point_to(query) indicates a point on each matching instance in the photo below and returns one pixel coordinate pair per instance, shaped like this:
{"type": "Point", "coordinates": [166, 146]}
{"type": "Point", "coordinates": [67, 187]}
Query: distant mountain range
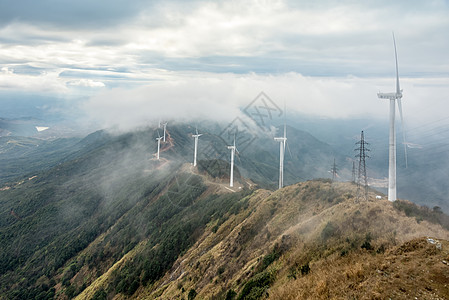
{"type": "Point", "coordinates": [103, 218]}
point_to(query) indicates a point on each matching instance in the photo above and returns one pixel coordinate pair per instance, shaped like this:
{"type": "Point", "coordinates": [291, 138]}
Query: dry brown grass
{"type": "Point", "coordinates": [339, 268]}
{"type": "Point", "coordinates": [414, 269]}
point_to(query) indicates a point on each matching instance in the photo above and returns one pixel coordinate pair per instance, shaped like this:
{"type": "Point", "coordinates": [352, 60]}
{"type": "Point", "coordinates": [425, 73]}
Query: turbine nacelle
{"type": "Point", "coordinates": [390, 96]}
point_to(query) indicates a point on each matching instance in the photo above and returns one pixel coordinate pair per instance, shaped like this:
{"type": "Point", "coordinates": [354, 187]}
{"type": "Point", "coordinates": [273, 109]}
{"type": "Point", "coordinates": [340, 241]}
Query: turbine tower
{"type": "Point", "coordinates": [282, 141]}
{"type": "Point", "coordinates": [195, 136]}
{"type": "Point", "coordinates": [165, 126]}
{"type": "Point", "coordinates": [393, 97]}
{"type": "Point", "coordinates": [158, 144]}
{"type": "Point", "coordinates": [231, 177]}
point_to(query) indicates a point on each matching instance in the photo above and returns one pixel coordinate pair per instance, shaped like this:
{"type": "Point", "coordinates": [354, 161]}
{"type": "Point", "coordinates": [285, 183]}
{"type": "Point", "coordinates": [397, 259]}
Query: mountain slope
{"type": "Point", "coordinates": [110, 221]}
{"type": "Point", "coordinates": [280, 233]}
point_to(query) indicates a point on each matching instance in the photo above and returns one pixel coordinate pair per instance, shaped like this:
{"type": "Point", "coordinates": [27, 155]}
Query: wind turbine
{"type": "Point", "coordinates": [195, 136]}
{"type": "Point", "coordinates": [233, 149]}
{"type": "Point", "coordinates": [282, 141]}
{"type": "Point", "coordinates": [393, 97]}
{"type": "Point", "coordinates": [165, 126]}
{"type": "Point", "coordinates": [158, 144]}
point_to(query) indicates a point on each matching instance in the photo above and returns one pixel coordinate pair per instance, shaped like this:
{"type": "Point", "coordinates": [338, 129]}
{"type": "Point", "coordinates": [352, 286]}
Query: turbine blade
{"type": "Point", "coordinates": [398, 88]}
{"type": "Point", "coordinates": [403, 130]}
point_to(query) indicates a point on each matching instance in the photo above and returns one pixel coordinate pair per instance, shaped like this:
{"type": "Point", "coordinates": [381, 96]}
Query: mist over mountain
{"type": "Point", "coordinates": [108, 219]}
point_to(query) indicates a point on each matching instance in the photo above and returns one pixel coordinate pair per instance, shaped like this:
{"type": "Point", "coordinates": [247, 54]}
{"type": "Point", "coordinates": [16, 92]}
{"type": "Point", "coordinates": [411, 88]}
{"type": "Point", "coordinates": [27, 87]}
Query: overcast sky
{"type": "Point", "coordinates": [125, 62]}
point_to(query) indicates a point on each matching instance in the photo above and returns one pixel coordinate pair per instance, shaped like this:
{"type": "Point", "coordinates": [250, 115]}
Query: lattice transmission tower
{"type": "Point", "coordinates": [361, 178]}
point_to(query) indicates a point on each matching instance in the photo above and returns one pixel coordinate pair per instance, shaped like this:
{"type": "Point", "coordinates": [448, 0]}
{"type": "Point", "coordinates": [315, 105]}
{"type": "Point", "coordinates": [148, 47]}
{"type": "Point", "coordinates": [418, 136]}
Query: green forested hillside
{"type": "Point", "coordinates": [109, 220]}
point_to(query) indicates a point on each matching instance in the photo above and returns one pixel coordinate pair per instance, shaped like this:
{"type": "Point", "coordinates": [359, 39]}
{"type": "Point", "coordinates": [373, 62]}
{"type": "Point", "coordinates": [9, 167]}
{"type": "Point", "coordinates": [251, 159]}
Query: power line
{"type": "Point", "coordinates": [334, 170]}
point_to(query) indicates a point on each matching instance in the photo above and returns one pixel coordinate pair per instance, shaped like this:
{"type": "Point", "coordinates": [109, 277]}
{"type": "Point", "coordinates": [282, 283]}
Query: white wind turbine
{"type": "Point", "coordinates": [233, 149]}
{"type": "Point", "coordinates": [158, 145]}
{"type": "Point", "coordinates": [282, 141]}
{"type": "Point", "coordinates": [165, 126]}
{"type": "Point", "coordinates": [393, 97]}
{"type": "Point", "coordinates": [195, 136]}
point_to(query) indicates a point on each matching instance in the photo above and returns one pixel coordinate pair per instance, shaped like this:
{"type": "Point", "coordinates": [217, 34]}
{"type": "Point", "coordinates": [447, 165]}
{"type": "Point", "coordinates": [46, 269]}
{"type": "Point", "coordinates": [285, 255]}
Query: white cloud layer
{"type": "Point", "coordinates": [197, 96]}
{"type": "Point", "coordinates": [208, 58]}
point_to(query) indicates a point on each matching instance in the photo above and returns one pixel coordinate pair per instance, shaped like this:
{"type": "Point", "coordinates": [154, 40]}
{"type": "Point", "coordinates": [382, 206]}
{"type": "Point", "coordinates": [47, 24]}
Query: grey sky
{"type": "Point", "coordinates": [320, 56]}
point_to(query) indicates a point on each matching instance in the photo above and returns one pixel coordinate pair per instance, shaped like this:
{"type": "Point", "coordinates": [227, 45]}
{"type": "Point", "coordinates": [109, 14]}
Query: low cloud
{"type": "Point", "coordinates": [222, 97]}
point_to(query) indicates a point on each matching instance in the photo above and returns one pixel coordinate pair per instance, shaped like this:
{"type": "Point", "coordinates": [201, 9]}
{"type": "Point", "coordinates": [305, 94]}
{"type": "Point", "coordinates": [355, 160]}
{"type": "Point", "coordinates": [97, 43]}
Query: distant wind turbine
{"type": "Point", "coordinates": [195, 136]}
{"type": "Point", "coordinates": [158, 144]}
{"type": "Point", "coordinates": [233, 150]}
{"type": "Point", "coordinates": [393, 97]}
{"type": "Point", "coordinates": [282, 141]}
{"type": "Point", "coordinates": [165, 127]}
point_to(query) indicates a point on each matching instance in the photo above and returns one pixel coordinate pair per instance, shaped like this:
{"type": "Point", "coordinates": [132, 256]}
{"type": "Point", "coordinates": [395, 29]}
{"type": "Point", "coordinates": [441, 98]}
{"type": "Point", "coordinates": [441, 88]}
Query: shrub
{"type": "Point", "coordinates": [256, 286]}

» **Task prompt**
Repeat every line of the data exactly, but do not include pictures.

» **Reply**
point_to(query) indicates a point on each matching instance in the photo below and returns one pixel coordinate pair per instance, shaped like this:
{"type": "Point", "coordinates": [166, 146]}
{"type": "Point", "coordinates": [67, 187]}
Query: distant mountain range
{"type": "Point", "coordinates": [103, 218]}
point_to(query) indicates a point on each matching instance in the photo above and returns one pixel coordinate pair per instance, shaped like this:
{"type": "Point", "coordinates": [291, 138]}
Query: dry brown grass
{"type": "Point", "coordinates": [339, 268]}
{"type": "Point", "coordinates": [414, 269]}
point_to(query) indicates a point on each matching instance in the photo above and returns one pixel coordinate pair per instance, shaped like this:
{"type": "Point", "coordinates": [352, 60]}
{"type": "Point", "coordinates": [425, 73]}
Query: turbine nacelle
{"type": "Point", "coordinates": [390, 96]}
point_to(query) indicates a point on each matching instance in the photo above and returns one pixel coordinate pair per instance, shaped like this:
{"type": "Point", "coordinates": [354, 187]}
{"type": "Point", "coordinates": [273, 109]}
{"type": "Point", "coordinates": [340, 241]}
Query: turbine tower
{"type": "Point", "coordinates": [282, 141]}
{"type": "Point", "coordinates": [195, 136]}
{"type": "Point", "coordinates": [165, 126]}
{"type": "Point", "coordinates": [393, 97]}
{"type": "Point", "coordinates": [158, 144]}
{"type": "Point", "coordinates": [231, 177]}
point_to(query) indicates a point on each matching instance in the photo above and returns one pixel coordinate pair per instance, shaped like this:
{"type": "Point", "coordinates": [354, 161]}
{"type": "Point", "coordinates": [285, 183]}
{"type": "Point", "coordinates": [397, 259]}
Query: mountain slope
{"type": "Point", "coordinates": [110, 221]}
{"type": "Point", "coordinates": [280, 233]}
point_to(query) indicates a point on each matching instance in the photo above and returns one pixel coordinate pair per instance, shaped like this:
{"type": "Point", "coordinates": [27, 155]}
Query: wind turbine
{"type": "Point", "coordinates": [195, 136]}
{"type": "Point", "coordinates": [233, 149]}
{"type": "Point", "coordinates": [282, 141]}
{"type": "Point", "coordinates": [393, 97]}
{"type": "Point", "coordinates": [165, 126]}
{"type": "Point", "coordinates": [158, 144]}
point_to(query) indicates a point on each matching instance in the photo above and returns one pixel coordinate pair per instance, shaped like this:
{"type": "Point", "coordinates": [338, 129]}
{"type": "Point", "coordinates": [352, 286]}
Query: turbine blade
{"type": "Point", "coordinates": [398, 88]}
{"type": "Point", "coordinates": [403, 130]}
point_to(query) indicates a point on each matching instance in the photo above and returns one pixel coordinate pair per instance, shaped like this:
{"type": "Point", "coordinates": [381, 96]}
Query: mist over mountain
{"type": "Point", "coordinates": [108, 219]}
point_to(query) indicates a point on each matching instance in the photo above and returns one pixel coordinate pair per instance, shaped like this:
{"type": "Point", "coordinates": [247, 54]}
{"type": "Point", "coordinates": [16, 92]}
{"type": "Point", "coordinates": [411, 88]}
{"type": "Point", "coordinates": [27, 87]}
Query: overcast sky
{"type": "Point", "coordinates": [125, 62]}
point_to(query) indicates a point on each matching instance in the photo above and returns one pixel coordinate pair per instance, shaped like this:
{"type": "Point", "coordinates": [250, 115]}
Query: lattice transmission tower
{"type": "Point", "coordinates": [361, 178]}
point_to(query) indicates a point on each matching instance in the photo above and returns one pixel coordinate pair per instance, shaped like this:
{"type": "Point", "coordinates": [448, 0]}
{"type": "Point", "coordinates": [315, 105]}
{"type": "Point", "coordinates": [148, 47]}
{"type": "Point", "coordinates": [418, 136]}
Query: green forested hillside
{"type": "Point", "coordinates": [109, 220]}
point_to(query) indicates a point on each matching instance in the photo above and returns one pixel coordinate pair per instance, shaped like this:
{"type": "Point", "coordinates": [359, 39]}
{"type": "Point", "coordinates": [373, 62]}
{"type": "Point", "coordinates": [9, 167]}
{"type": "Point", "coordinates": [251, 159]}
Query: power line
{"type": "Point", "coordinates": [334, 170]}
point_to(query) indicates a point on each matching instance in the photo above and returns one pixel coordinate pair per instance, shaped like this:
{"type": "Point", "coordinates": [109, 277]}
{"type": "Point", "coordinates": [282, 283]}
Query: white wind turbine
{"type": "Point", "coordinates": [233, 149]}
{"type": "Point", "coordinates": [158, 145]}
{"type": "Point", "coordinates": [282, 141]}
{"type": "Point", "coordinates": [165, 126]}
{"type": "Point", "coordinates": [393, 97]}
{"type": "Point", "coordinates": [195, 136]}
point_to(query) indicates a point on each matching instance in the photo above and returns one pixel coordinate pair per instance, shaped like this:
{"type": "Point", "coordinates": [217, 34]}
{"type": "Point", "coordinates": [447, 165]}
{"type": "Point", "coordinates": [46, 269]}
{"type": "Point", "coordinates": [285, 255]}
Query: white cloud layer
{"type": "Point", "coordinates": [197, 96]}
{"type": "Point", "coordinates": [208, 58]}
point_to(query) indicates a point on each matching instance in the photo above and returns one pixel coordinate pair per instance, shaped like this:
{"type": "Point", "coordinates": [154, 40]}
{"type": "Point", "coordinates": [382, 206]}
{"type": "Point", "coordinates": [47, 24]}
Query: grey sky
{"type": "Point", "coordinates": [320, 56]}
point_to(query) indicates a point on each matching instance in the photo above and returns one pixel coordinate pair per instance, shaped like this:
{"type": "Point", "coordinates": [227, 45]}
{"type": "Point", "coordinates": [109, 14]}
Query: low cloud
{"type": "Point", "coordinates": [222, 97]}
point_to(query) indicates a point on each matching instance in the photo above and returns one pixel coordinate pair per instance, shaped like this:
{"type": "Point", "coordinates": [201, 9]}
{"type": "Point", "coordinates": [305, 94]}
{"type": "Point", "coordinates": [355, 160]}
{"type": "Point", "coordinates": [97, 43]}
Query: distant wind turbine
{"type": "Point", "coordinates": [195, 136]}
{"type": "Point", "coordinates": [158, 144]}
{"type": "Point", "coordinates": [233, 150]}
{"type": "Point", "coordinates": [393, 97]}
{"type": "Point", "coordinates": [282, 141]}
{"type": "Point", "coordinates": [165, 127]}
point_to(query) indicates a point on each matching instance in the photo above and returns one pixel coordinate pair per instance, shaped like this:
{"type": "Point", "coordinates": [132, 256]}
{"type": "Point", "coordinates": [395, 29]}
{"type": "Point", "coordinates": [441, 98]}
{"type": "Point", "coordinates": [441, 88]}
Query: shrub
{"type": "Point", "coordinates": [256, 286]}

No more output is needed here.